**** Excerpted records

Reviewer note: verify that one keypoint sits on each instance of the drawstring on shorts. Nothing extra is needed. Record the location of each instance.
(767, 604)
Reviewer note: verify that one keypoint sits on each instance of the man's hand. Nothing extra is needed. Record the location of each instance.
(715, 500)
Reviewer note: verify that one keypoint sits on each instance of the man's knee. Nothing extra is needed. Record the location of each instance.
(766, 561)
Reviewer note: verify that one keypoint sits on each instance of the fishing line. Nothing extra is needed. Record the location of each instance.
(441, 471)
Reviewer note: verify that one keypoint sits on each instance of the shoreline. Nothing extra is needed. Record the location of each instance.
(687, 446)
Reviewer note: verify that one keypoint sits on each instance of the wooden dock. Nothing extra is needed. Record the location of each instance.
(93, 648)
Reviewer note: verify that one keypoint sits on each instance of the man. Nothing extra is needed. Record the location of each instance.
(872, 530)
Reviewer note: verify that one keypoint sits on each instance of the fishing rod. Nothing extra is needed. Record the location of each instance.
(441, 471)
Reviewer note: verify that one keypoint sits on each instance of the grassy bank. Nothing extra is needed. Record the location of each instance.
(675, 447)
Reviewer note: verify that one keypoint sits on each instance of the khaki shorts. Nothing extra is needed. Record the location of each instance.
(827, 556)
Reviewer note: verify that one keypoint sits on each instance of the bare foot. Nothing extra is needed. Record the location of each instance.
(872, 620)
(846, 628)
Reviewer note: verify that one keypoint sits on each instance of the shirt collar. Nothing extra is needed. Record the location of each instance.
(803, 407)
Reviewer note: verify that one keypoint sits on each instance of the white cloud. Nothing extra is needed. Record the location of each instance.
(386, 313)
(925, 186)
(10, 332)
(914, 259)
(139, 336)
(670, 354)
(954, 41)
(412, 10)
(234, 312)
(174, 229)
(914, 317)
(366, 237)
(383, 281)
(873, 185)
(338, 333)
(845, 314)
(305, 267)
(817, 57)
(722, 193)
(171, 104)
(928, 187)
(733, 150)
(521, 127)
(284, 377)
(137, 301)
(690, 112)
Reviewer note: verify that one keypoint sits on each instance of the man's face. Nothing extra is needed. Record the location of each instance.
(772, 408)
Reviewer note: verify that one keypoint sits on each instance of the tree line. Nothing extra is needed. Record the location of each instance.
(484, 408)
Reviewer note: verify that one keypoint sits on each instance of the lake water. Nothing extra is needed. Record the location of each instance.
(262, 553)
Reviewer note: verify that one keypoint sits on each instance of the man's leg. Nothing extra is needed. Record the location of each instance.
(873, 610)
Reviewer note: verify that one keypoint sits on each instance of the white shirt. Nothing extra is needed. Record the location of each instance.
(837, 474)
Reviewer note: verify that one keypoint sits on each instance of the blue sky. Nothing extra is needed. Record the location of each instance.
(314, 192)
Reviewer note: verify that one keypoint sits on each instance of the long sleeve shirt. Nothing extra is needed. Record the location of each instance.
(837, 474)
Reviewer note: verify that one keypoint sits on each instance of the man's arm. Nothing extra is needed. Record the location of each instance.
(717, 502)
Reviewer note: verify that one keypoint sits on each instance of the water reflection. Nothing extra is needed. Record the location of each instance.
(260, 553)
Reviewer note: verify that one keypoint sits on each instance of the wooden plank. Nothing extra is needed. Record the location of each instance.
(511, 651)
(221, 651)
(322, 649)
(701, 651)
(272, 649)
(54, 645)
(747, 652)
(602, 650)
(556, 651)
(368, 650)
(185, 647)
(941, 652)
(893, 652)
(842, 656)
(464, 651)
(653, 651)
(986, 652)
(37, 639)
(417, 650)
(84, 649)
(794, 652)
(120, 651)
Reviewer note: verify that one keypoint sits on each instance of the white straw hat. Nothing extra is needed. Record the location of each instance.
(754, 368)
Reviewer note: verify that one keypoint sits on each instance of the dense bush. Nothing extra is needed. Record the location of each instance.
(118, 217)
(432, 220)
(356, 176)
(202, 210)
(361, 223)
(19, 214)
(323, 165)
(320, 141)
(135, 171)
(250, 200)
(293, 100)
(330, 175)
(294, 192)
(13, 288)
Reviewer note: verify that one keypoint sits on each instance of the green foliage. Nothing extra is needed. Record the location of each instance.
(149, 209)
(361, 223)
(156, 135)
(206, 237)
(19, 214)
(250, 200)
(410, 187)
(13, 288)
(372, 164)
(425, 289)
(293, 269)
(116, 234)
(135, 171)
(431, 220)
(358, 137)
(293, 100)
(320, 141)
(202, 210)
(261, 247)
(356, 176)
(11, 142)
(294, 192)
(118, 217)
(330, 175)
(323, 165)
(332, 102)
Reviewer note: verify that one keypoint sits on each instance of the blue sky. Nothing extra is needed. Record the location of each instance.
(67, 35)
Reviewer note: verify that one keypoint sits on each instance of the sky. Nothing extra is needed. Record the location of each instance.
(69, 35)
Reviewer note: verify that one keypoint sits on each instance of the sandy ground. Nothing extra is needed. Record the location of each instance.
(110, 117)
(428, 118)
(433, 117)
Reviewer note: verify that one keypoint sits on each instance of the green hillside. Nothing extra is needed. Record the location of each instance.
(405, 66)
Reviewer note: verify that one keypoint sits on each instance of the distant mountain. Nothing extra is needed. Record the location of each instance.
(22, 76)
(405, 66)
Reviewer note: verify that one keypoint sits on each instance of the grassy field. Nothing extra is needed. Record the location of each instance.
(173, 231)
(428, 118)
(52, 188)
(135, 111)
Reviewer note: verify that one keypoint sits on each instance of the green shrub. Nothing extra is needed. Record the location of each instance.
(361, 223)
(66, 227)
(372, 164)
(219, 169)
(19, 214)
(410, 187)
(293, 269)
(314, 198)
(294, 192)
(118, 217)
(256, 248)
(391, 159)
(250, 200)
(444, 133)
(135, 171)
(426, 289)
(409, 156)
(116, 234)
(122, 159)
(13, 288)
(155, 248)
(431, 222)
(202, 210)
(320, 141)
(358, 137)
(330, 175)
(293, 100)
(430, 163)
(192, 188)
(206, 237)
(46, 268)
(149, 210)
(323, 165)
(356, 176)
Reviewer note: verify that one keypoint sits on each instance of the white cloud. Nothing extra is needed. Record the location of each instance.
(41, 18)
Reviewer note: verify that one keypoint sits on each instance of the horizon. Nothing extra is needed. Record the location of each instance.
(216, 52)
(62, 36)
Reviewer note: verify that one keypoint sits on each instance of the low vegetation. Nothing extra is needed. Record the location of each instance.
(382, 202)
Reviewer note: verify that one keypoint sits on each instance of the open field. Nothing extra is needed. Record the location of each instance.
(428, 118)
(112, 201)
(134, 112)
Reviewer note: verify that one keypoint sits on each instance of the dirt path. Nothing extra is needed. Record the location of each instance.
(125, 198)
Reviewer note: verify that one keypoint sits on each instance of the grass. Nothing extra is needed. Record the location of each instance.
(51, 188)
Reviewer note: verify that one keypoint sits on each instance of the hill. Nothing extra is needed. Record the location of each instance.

********

### Exercise
Set the data down again in full. Keep it exact.

### Finished task
Reviewer note: verify that one keypoint sits on each instance of the drawstring on shorts. Nothing extra is needed. Record the location of each instance.
(767, 604)
Reviewer note: verify that one keypoint sits on each instance of the man's hand. Nothing extra is needed. Record the location of each instance.
(715, 500)
Reviewer note: verify that one keypoint sits on each instance of the man's knee. Nothing extra is needed. Record the location of each instance.
(766, 561)
Reviewer note: verify that one keypoint sits on each instance of the fishing line. Nothing extra is needed. Record the location of each instance.
(441, 471)
Reviewer note: verify that one keypoint sits on each instance of the shoreline. Nothing extra is needed. Record the location of each instance.
(687, 446)
Reviewer note: verify that one keypoint sits on each instance of the wooden dock. Nothing extra is needed. Record the location of each instance.
(93, 648)
Reviewer note: verify that one keypoint sits on each instance of the man. Nothing extra is needed. Record the location of each instance.
(872, 530)
Reviewer note: verify that one keypoint sits on each instance of the fishing rod. Nothing extra is needed. Record the location of each instance.
(441, 471)
Reviewer note: verify that one keypoint sits on each instance of the grassy bank. Nothing extra is needed. Record the location of each instance.
(675, 447)
Reviewer note: verify that one keypoint sits on each instance of the khaki shorts. Nothing extra is needed. Record the location of each instance.
(827, 556)
Reviewer note: verify that one keypoint sits on each instance of the bare foot. Nothing extra is needed. Record the location of each instance.
(872, 620)
(846, 628)
Reviewer note: verify that one keypoint sits on each instance of the shirt collar. Nothing extra is needed. Record the location of each instance.
(803, 407)
Reviewer note: verify that one keypoint sits on each instance of the white cloud. Nothing extra is needed. Record the location of each instance.
(386, 313)
(925, 186)
(10, 332)
(914, 259)
(139, 336)
(670, 354)
(954, 41)
(412, 10)
(234, 312)
(174, 229)
(914, 317)
(366, 237)
(383, 281)
(873, 185)
(338, 333)
(845, 314)
(305, 267)
(817, 57)
(722, 193)
(171, 104)
(928, 187)
(733, 150)
(521, 127)
(284, 377)
(137, 301)
(690, 112)
Reviewer note: verify that one keypoint sits on each instance of the man's face. Nothing extra is needed. Record the location of each instance.
(772, 408)
Reviewer note: verify that one keypoint sits on each instance of the tree line. Nothing extra is needed. Record the location of each instance.
(484, 408)
Reviewer note: verify that one keypoint sits on each instance of the lake water. Nothing extra is needed. Record the location of each instance.
(262, 553)
Reviewer note: verify that one keypoint sits on each instance of the man's leg. Nothing extra is needed. Record the location of each instance.
(873, 610)
Reviewer note: verify that one keypoint sits on each instance of the white shirt. Nothing extra is needed. Record the location of each instance.
(837, 474)
Reviewer note: verify that one keypoint sits on each instance of the blue sky. Nothing extra is needed. Record the location of each instance.
(314, 192)
Reviewer note: verify that one keypoint sits on each instance of the long sleeve shirt. Nothing extra is needed. Record the location of each instance.
(837, 474)
Reviewer note: verify that one keypoint sits on each instance of the man's arm. Nothing extra is needed. Record the location of each instance.
(717, 502)
Reviewer note: verify that one keypoint sits on each instance of the water reflection. Nothing extra is needed. Record the location of each instance.
(260, 553)
Reviewer note: verify that one keypoint sits on each instance of the wooden plank. Nothing extra is needed. Record the location of each instance.
(511, 651)
(221, 651)
(322, 649)
(701, 651)
(272, 649)
(54, 645)
(747, 652)
(602, 650)
(556, 651)
(368, 650)
(185, 647)
(941, 652)
(893, 652)
(842, 656)
(464, 651)
(653, 651)
(986, 652)
(37, 639)
(417, 650)
(84, 649)
(794, 652)
(120, 651)
Reviewer note: verify that one keypoint sits on each instance of the white straw hat. Nothing extra is needed. Record the location of each instance.
(754, 368)
Reviewer note: verify that one keypoint sits on each instance of the dense bush. Nothing extra is needed. Record the location of each instance.
(118, 217)
(432, 220)
(356, 176)
(202, 210)
(361, 223)
(19, 214)
(323, 165)
(320, 141)
(135, 171)
(250, 200)
(293, 100)
(330, 175)
(294, 192)
(13, 288)
Reviewer note: verify that one keypoint sits on each instance of the green foliage. Nothing extra is needed. Record the location of each instance.
(149, 209)
(361, 223)
(156, 135)
(206, 237)
(19, 214)
(250, 200)
(410, 187)
(13, 288)
(372, 164)
(425, 289)
(293, 269)
(116, 234)
(135, 171)
(431, 220)
(358, 137)
(293, 100)
(320, 141)
(202, 210)
(261, 247)
(356, 176)
(11, 142)
(294, 192)
(118, 217)
(330, 175)
(323, 165)
(332, 102)
Reviewer note: verify that one keypoint sits on each instance of the blue sky. Nothing extra is needed. Record the location of each instance.
(67, 35)
Reviewer note: verify that one keypoint sits on each instance of the sky. Nothing extra is needed. Record the location of each instance.
(69, 35)
Reviewer note: verify that one keypoint sits on each instance of the sandy ground. Nothing extra is needed. Record the location of each instance.
(110, 117)
(428, 118)
(433, 117)
Reviewer note: verify that one keypoint sits on each instance of the green hillside. Nothing extra is needed. Record the location of each instance.
(405, 66)
Reviewer note: verify that one keypoint sits on each instance of the distant mountain. Nothing extra is needed. Record the location of each instance.
(22, 76)
(405, 66)
Reviewer note: verify that one keypoint sits on each instance of the grassy field. Nothing extra is needed. Record the location of each instance.
(173, 231)
(428, 118)
(52, 188)
(135, 111)
Reviewer note: verify that one keypoint sits on each instance of the green shrub. Nothing extra is needed. Record the location of each instance.
(361, 223)
(66, 227)
(372, 164)
(219, 169)
(19, 214)
(410, 187)
(293, 269)
(314, 198)
(294, 192)
(118, 217)
(256, 248)
(391, 159)
(250, 200)
(444, 133)
(135, 171)
(426, 289)
(409, 156)
(116, 234)
(122, 159)
(13, 288)
(155, 248)
(431, 222)
(202, 210)
(320, 141)
(358, 137)
(330, 175)
(293, 100)
(430, 163)
(192, 188)
(206, 237)
(46, 268)
(149, 210)
(323, 165)
(356, 176)
Reviewer note: verify that one keypoint sits on each instance of the white cloud. Nothing extra is needed. Record the location of each instance.
(41, 18)
Reviewer note: verify that one keypoint sits on each instance of the horizon. Nothing extra is needed. Record the location of each instance.
(216, 52)
(62, 36)
Reviewer note: verify that one keypoint sits on each instance of the low vegetation. Nothing extra is needed. Record the location of each instance.
(382, 202)
Reviewer note: verify that one keypoint sits on each instance of the open field. Nothing extra is needed. Record the location of each instance.
(428, 118)
(112, 201)
(134, 112)
Reviewer note: verify that one keypoint sits on each instance of the dirt path. Nothing extra is needed. Record the location of each instance.
(125, 198)
Reviewer note: verify that one keypoint sits on each instance of the grass. Nothing extra is needed. Record the location of each instance.
(51, 188)
Reviewer note: verify that one keypoint sits on each instance of the hill. Nothing extra is needed. Record the location of each instance.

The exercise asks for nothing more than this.